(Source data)
──────────────────────────────

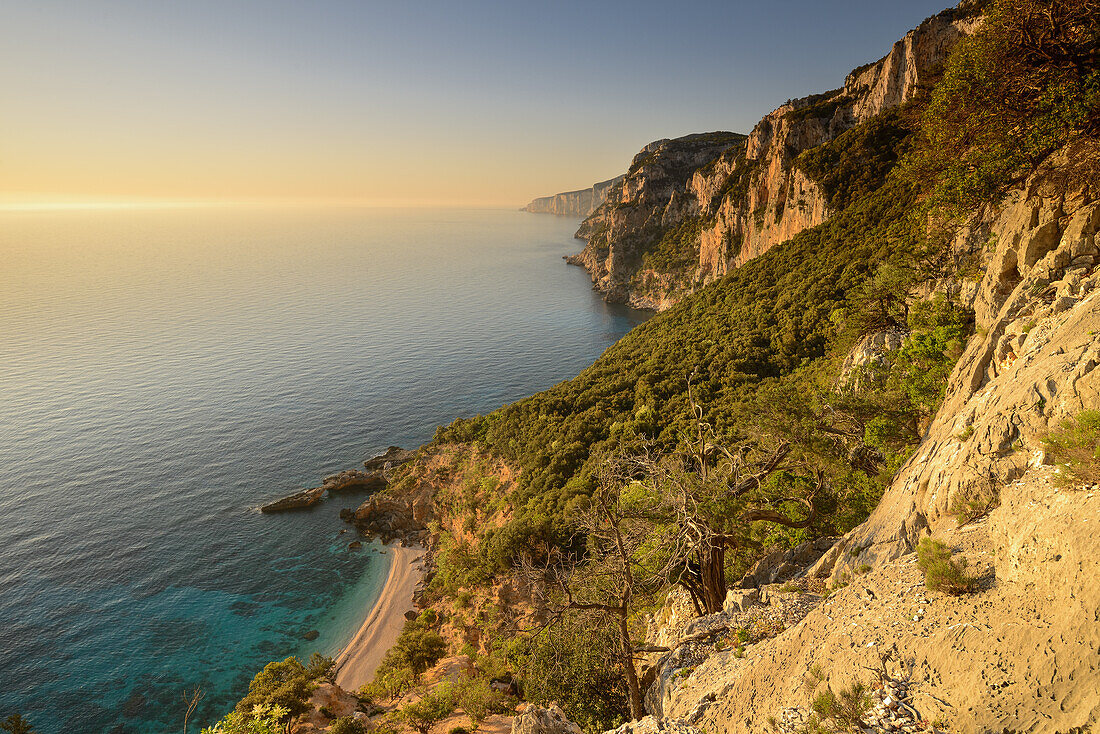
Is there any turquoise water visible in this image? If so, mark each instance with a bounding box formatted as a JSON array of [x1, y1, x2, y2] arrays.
[[0, 209, 644, 734]]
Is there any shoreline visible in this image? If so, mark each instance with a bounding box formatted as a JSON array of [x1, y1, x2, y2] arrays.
[[336, 543, 428, 691]]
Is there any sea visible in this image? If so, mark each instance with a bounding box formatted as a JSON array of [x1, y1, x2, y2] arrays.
[[0, 207, 646, 734]]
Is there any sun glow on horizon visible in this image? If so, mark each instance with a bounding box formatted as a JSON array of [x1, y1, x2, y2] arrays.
[[0, 196, 517, 212]]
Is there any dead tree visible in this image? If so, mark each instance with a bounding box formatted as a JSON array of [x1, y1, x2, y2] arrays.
[[521, 457, 668, 720]]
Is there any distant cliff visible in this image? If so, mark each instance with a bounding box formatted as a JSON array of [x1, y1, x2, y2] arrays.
[[524, 176, 623, 217], [558, 11, 975, 310]]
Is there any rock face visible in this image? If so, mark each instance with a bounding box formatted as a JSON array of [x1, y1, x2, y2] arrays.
[[260, 446, 416, 513], [363, 446, 416, 471], [512, 704, 581, 734], [567, 132, 745, 305], [347, 487, 432, 543], [817, 141, 1100, 576], [569, 11, 976, 310], [524, 176, 623, 218], [633, 143, 1100, 734], [260, 486, 325, 514]]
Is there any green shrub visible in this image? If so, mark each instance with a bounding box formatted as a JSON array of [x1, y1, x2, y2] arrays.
[[809, 681, 871, 732], [0, 713, 35, 734], [237, 657, 316, 716], [378, 610, 447, 676], [397, 683, 455, 734], [906, 0, 1100, 215], [202, 704, 289, 734], [454, 677, 504, 722], [949, 484, 1000, 527], [306, 653, 337, 683], [916, 537, 976, 594], [513, 616, 629, 732], [1043, 410, 1100, 485], [329, 716, 366, 734]]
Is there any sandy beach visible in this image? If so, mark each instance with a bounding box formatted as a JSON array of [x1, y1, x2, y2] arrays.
[[336, 544, 426, 691]]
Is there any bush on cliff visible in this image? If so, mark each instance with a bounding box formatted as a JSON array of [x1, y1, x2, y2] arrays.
[[908, 0, 1100, 215], [916, 538, 976, 594], [1043, 410, 1100, 485], [397, 683, 458, 734], [237, 657, 316, 716]]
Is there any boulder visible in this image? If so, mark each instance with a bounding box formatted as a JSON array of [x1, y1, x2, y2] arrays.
[[512, 703, 581, 734], [723, 589, 760, 614], [260, 486, 325, 513], [363, 446, 416, 471], [322, 469, 389, 492], [738, 537, 837, 589], [605, 714, 699, 734]]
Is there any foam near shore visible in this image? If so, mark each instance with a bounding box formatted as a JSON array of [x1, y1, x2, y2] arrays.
[[336, 544, 425, 691]]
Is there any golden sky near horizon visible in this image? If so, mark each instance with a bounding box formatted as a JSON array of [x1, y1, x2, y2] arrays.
[[0, 0, 942, 209]]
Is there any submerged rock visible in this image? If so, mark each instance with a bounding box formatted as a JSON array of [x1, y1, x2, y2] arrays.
[[363, 446, 416, 471], [260, 486, 325, 513], [512, 703, 581, 734]]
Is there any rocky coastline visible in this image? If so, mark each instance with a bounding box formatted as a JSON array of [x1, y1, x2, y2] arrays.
[[260, 446, 416, 514]]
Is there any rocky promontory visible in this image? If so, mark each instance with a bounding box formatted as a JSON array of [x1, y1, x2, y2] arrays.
[[260, 446, 416, 514], [524, 176, 624, 217]]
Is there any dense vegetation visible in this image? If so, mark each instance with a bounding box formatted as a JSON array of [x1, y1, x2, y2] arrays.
[[642, 217, 710, 278], [794, 109, 911, 211], [437, 147, 920, 568], [198, 0, 1100, 732], [908, 0, 1100, 215]]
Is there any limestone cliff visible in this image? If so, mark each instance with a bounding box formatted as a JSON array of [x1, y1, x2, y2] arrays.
[[524, 176, 623, 217], [629, 143, 1100, 734], [569, 10, 975, 310]]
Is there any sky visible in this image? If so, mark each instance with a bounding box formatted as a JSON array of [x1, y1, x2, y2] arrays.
[[0, 0, 947, 208]]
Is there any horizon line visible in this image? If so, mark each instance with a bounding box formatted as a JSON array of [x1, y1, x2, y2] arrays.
[[0, 195, 525, 212]]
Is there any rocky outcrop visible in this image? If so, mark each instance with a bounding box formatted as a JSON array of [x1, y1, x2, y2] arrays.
[[629, 143, 1100, 734], [817, 141, 1100, 576], [260, 486, 325, 514], [260, 446, 416, 514], [524, 176, 623, 218], [569, 10, 977, 310], [567, 132, 745, 305], [288, 682, 371, 734], [837, 329, 909, 390], [662, 465, 1100, 734], [340, 487, 433, 543], [363, 446, 416, 471], [512, 703, 581, 734]]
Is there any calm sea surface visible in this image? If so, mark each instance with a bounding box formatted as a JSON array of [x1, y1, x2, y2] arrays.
[[0, 209, 644, 734]]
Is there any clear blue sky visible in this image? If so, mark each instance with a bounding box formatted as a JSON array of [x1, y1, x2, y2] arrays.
[[0, 0, 945, 206]]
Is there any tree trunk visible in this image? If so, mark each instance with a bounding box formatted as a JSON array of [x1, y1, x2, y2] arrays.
[[619, 614, 646, 721], [699, 538, 726, 614]]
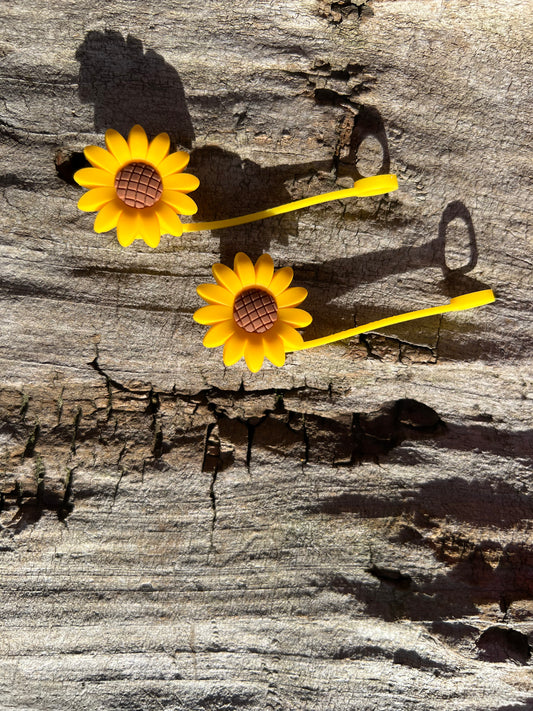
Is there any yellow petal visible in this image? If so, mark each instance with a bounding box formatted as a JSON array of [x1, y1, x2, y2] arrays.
[[276, 286, 307, 309], [155, 201, 183, 237], [128, 123, 148, 160], [163, 173, 200, 193], [83, 146, 120, 176], [272, 319, 304, 350], [204, 319, 235, 348], [146, 133, 170, 168], [263, 333, 285, 368], [255, 254, 274, 287], [268, 267, 294, 296], [278, 309, 313, 328], [213, 264, 242, 296], [157, 151, 190, 178], [222, 332, 248, 365], [78, 188, 117, 212], [94, 198, 124, 233], [193, 304, 233, 326], [74, 168, 115, 188], [244, 337, 265, 373], [233, 252, 255, 286], [105, 128, 131, 165], [196, 284, 234, 307], [117, 210, 139, 247], [139, 209, 161, 247], [161, 190, 198, 215]]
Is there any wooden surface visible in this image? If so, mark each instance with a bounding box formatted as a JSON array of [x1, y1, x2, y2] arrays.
[[0, 0, 533, 711]]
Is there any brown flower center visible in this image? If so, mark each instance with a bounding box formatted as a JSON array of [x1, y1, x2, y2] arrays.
[[233, 289, 278, 333], [115, 163, 163, 209]]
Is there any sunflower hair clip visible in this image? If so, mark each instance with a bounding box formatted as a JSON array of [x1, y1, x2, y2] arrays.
[[74, 125, 398, 247], [193, 252, 495, 373]]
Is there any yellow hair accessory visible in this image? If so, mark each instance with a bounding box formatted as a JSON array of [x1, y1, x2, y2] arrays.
[[193, 252, 495, 373], [74, 125, 398, 247]]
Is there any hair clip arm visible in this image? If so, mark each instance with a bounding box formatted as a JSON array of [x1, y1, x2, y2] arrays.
[[183, 174, 398, 232], [287, 289, 495, 352]]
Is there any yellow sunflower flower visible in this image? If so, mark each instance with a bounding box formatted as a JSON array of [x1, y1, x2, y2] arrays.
[[194, 252, 312, 373], [74, 126, 200, 247]]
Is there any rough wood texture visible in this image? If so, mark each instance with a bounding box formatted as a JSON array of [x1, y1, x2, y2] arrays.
[[0, 0, 533, 711]]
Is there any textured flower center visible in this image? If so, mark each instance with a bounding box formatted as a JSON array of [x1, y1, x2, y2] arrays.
[[233, 289, 278, 333], [115, 163, 163, 209]]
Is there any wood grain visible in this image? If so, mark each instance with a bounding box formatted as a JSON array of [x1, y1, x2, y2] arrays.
[[0, 0, 533, 711]]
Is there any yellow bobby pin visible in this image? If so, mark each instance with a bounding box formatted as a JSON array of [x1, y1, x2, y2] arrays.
[[193, 252, 494, 373], [183, 173, 398, 232], [286, 289, 496, 353], [74, 125, 398, 247]]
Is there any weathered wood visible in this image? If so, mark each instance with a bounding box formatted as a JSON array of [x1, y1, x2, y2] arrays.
[[0, 0, 533, 711]]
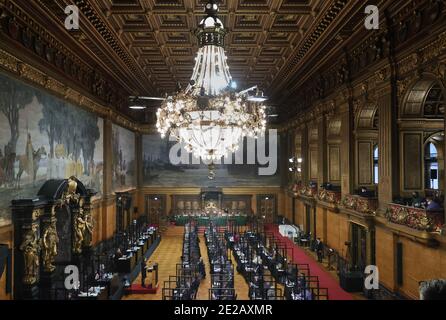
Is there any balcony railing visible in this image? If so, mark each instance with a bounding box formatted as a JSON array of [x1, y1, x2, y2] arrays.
[[317, 189, 341, 205], [342, 194, 378, 215], [386, 203, 444, 232]]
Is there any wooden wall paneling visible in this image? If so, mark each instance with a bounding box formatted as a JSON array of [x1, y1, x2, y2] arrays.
[[317, 116, 330, 184], [356, 140, 374, 187], [377, 83, 401, 212], [400, 132, 424, 193], [340, 99, 355, 196], [328, 144, 341, 185]]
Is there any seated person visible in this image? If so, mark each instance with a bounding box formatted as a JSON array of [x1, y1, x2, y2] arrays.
[[420, 280, 446, 300]]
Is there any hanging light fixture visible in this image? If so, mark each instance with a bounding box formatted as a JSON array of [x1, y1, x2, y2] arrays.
[[156, 0, 266, 179]]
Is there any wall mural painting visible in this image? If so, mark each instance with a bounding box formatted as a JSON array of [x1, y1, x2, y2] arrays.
[[112, 124, 136, 191], [143, 134, 281, 187], [0, 74, 103, 226]]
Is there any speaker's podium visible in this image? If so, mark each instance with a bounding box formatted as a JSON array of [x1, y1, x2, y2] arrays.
[[147, 263, 158, 292], [339, 271, 364, 292]]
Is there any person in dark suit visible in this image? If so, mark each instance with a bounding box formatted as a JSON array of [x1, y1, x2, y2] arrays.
[[316, 238, 324, 263], [141, 258, 147, 288]]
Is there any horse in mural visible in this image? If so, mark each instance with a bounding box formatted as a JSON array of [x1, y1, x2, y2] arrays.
[[16, 146, 47, 189]]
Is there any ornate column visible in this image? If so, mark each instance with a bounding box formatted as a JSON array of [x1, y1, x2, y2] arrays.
[[300, 124, 310, 186], [12, 199, 46, 300], [376, 66, 400, 213], [339, 89, 355, 197], [317, 115, 328, 185]]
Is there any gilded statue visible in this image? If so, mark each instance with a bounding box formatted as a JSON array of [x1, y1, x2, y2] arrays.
[[83, 210, 93, 247], [73, 207, 86, 254], [20, 225, 40, 285], [42, 219, 59, 272]]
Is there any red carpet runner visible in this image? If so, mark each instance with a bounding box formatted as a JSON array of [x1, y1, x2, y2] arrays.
[[126, 284, 158, 294], [265, 225, 354, 300]]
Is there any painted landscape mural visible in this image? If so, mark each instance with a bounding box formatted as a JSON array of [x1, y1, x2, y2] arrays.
[[143, 134, 281, 187], [112, 124, 136, 191], [0, 74, 103, 226]]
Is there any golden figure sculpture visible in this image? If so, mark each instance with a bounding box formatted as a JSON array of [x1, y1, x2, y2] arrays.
[[73, 209, 85, 254], [20, 225, 40, 285], [83, 210, 93, 247], [42, 219, 59, 272]]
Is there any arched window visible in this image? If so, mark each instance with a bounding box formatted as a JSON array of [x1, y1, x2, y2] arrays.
[[424, 142, 438, 189], [373, 145, 379, 184], [424, 84, 445, 118]]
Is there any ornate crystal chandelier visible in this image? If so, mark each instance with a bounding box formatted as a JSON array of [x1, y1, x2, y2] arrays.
[[156, 0, 266, 179]]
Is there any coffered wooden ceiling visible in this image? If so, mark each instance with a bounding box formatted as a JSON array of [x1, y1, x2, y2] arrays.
[[17, 0, 370, 121]]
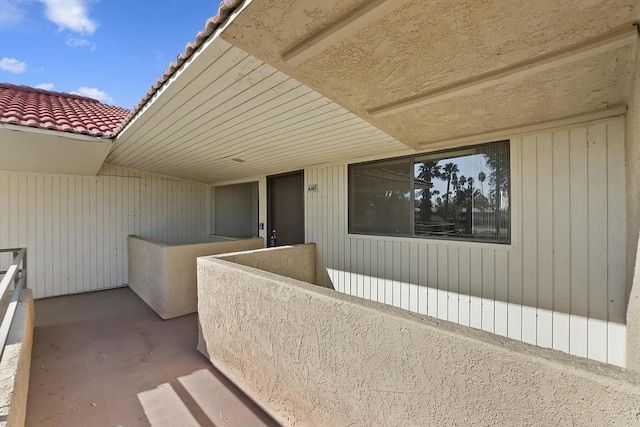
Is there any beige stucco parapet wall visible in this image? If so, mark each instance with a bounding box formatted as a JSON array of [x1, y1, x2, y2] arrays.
[[127, 236, 264, 319], [0, 289, 35, 427], [198, 257, 640, 426]]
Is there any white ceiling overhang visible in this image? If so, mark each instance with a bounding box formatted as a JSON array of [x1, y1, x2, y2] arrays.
[[0, 124, 113, 175], [107, 0, 639, 183], [107, 31, 408, 183], [221, 0, 640, 150]]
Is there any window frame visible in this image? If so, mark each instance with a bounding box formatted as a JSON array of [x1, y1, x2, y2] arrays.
[[346, 139, 515, 244]]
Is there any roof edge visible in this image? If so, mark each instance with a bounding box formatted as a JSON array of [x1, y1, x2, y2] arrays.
[[114, 0, 245, 137], [0, 123, 116, 143]]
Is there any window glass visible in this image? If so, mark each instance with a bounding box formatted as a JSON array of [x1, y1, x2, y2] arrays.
[[214, 182, 258, 238], [414, 143, 509, 242], [349, 141, 510, 243], [349, 159, 411, 235]]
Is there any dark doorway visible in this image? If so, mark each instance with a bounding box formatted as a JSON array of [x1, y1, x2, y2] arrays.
[[267, 171, 304, 246]]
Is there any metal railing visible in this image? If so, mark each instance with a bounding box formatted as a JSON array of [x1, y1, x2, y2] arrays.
[[0, 248, 27, 360]]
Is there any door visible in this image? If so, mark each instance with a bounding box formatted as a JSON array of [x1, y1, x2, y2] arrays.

──────────────────────────────

Work to complete: Please recast the records as a numbered list, starting with the line that contains "Is there any coffered" and going on through the line that contains "[[114, 0, 245, 137], [0, 123, 116, 143]]". Leave out blank lines and pictures.

Output for this task:
1. Is there any coffered wooden ceiling visible in this image? If so, mark each instance with a bounding box formatted as a JSON array of [x1, y1, x2, y2] arrays.
2. [[17, 0, 370, 121]]
3. Is there any beige stucco parapet wall visible in this image? If so, mark each instance with a bounding box formatted as a JSON array of [x1, y1, x2, y2] arrays.
4. [[127, 236, 264, 319], [0, 289, 35, 427], [198, 257, 640, 426]]
5. Is there any white ceiling overhang visible in this image? If so, mark each instance with a bounding box formatted as a JSON array of [x1, y1, x2, y2] arrays.
6. [[0, 124, 113, 175], [107, 0, 639, 183], [107, 31, 408, 183], [221, 0, 640, 150]]
7. Is there any window frame visible in this image? If so, mark each instance with a bounding box formatted as a JSON array of [x1, y1, x2, y2] arrays.
8. [[346, 139, 515, 244]]
9. Is there any roof edge visible in this image? If so, mark each instance with a bounding box formatted as a JSON array of [x1, y1, x2, y2] arrays.
10. [[114, 0, 245, 137], [0, 123, 116, 143]]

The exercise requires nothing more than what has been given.